Dataset rows on where objects appear
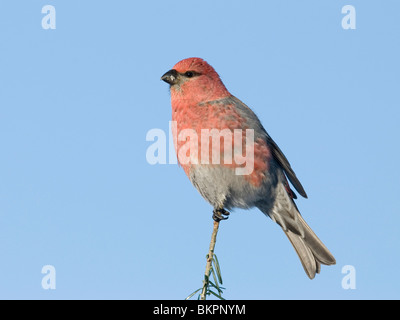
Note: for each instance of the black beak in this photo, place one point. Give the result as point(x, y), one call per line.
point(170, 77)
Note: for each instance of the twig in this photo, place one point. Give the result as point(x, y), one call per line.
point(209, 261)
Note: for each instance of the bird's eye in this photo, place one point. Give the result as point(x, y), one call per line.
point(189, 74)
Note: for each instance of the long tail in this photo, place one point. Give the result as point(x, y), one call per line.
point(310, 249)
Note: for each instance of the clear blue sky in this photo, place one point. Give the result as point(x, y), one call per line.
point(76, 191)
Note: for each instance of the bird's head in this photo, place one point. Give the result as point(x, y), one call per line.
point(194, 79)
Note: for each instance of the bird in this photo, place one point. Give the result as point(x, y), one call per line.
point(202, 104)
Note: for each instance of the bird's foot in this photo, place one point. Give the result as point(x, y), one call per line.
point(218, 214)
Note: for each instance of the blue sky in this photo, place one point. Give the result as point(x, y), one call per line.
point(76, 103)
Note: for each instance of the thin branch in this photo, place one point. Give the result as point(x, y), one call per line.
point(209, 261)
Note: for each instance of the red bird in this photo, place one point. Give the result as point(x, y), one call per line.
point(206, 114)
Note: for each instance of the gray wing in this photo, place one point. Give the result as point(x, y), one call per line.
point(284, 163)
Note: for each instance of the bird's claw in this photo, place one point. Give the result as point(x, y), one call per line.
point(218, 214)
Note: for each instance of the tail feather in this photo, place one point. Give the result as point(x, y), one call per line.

_The request_: Output every entry word for word, but omit the pictures.

_Output_:
Note: for each instance of the black beak in this photo, place one point. Give the result as point(x, y), one call per line.
point(170, 77)
Note: for each instance of the twig in this photo, place one point. Give the result as point(x, y), one call per line.
point(209, 261)
Note: for each instance of the bird's eye in this photo, place one point. Give the result as point(x, y), one call per line.
point(189, 74)
Note: for each instance of the long tail in this photo, place one point. Give the result as point(x, y), one call per line.
point(310, 249)
Note: for each instance of the clear blue sky in this photo, place one point. Give the result as point(x, y), one call per line.
point(76, 191)
Note: for each instance of the bird's head in this photo, place one point. Give the result as point(x, y), one call per line.
point(194, 79)
Note: for each instance of the bird in this photo, place one point. Give the result as point(x, y), one call per line.
point(202, 104)
Note: for each instance of the bird's foot in this photo, place one point. Give the result as point(x, y), one call per line.
point(218, 214)
Note: for each instance of the blue sky in this photo, place one point. Give the result as point(x, y), one call per line.
point(76, 103)
Note: for each instance of the thin branch in this photo, place one point. Give the result as point(x, y), one call per line.
point(209, 261)
Note: for each instance of the red bird in this photo, place one point. Give the result as point(x, y), one call per line.
point(206, 114)
Note: for each instance of the gray wing in this photo, place one point. Give the result as point(x, y), one call per line.
point(284, 163)
Note: for each instance of the bird's claw in this photo, place one point. Give the result as point(x, y), one call per line.
point(218, 214)
Note: for each instance of the tail feather in this photo, place one point. Give the result as point(x, y), one call per line.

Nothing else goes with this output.